_Exercice A_
Pouvez-vous recopier mot pour mot les lignes des enregistrements, de la ligne contenant « Please tag the second-story » jusqu'à la fin des enregistrements, ces deux bornes comprises ?

_Extrait du document_
::::::::::

De son côté, la France a creusé son déficit de 26 Mds€ en janvier, soit potentiellement +300 Mds€ en rythme annuel, compte tenu d’une croissance inférieure de moitié aux hypothèses du projet de budget, amenuisant les recettes fiscales, ce qui pulvérisera l’objectif de contenir le déficit budgétaire à 4,4% cette année… d’où le risque de dégradation de notre dette avant même les élections européennes.

Mais grâce à la polarisation de l’attention sur la possibilité d’une escalade du conflit en Ukraine et l’envie irrépressible d’être au centre de l’attention des autres dirigeants de la planète, notre président a fait dévier l’attention des médias de la fronde anti-européenne des agriculteurs – éclipsée par les annonces de Bruno Le Maire (coupes budgétaires), vite oubliées suite au fiasco du Salon de l’agriculture – tous ces inconvénients étant causés par la complicité du RN avec Poutine et le Kremlin.

::::::::::

_Enregistrements fournis_
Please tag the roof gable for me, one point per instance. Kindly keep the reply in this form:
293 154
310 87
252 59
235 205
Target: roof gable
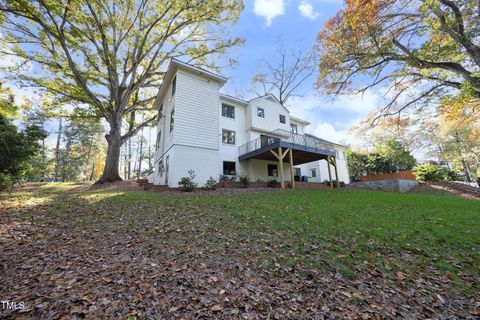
270 97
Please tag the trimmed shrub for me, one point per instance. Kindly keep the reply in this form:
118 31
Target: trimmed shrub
186 183
211 184
244 181
227 178
273 183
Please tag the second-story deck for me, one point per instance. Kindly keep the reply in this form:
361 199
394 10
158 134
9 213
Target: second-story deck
305 148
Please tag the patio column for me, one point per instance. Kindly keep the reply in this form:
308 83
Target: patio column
336 171
329 172
290 154
280 169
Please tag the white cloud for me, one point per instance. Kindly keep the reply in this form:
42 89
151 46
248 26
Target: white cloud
351 109
307 10
269 9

::::::::::

_Exercice B_
Pouvez-vous citer tel quel le passage de l'extrait, de « De son côté, la » à « les élections européennes. » ?

_Réponse attendue A_
Please tag the second-story deck for me, one point per instance. Kindly keep the reply in this form:
361 199
394 10
158 134
9 213
Target: second-story deck
305 148
Please tag the patio column for me, one point per instance. Kindly keep the reply in this form:
308 83
Target: patio column
336 171
329 172
290 154
280 169
Please tag the white cloud for me, one point per instance. Kindly keep the reply in this form:
42 89
151 46
248 26
Target: white cloud
351 109
307 10
269 9

_Réponse attendue B_
De son côté, la France a creusé son déficit de 26 Mds€ en janvier, soit potentiellement +300 Mds€ en rythme annuel, compte tenu d’une croissance inférieure de moitié aux hypothèses du projet de budget, amenuisant les recettes fiscales, ce qui pulvérisera l’objectif de contenir le déficit budgétaire à 4,4% cette année… d’où le risque de dégradation de notre dette avant même les élections européennes.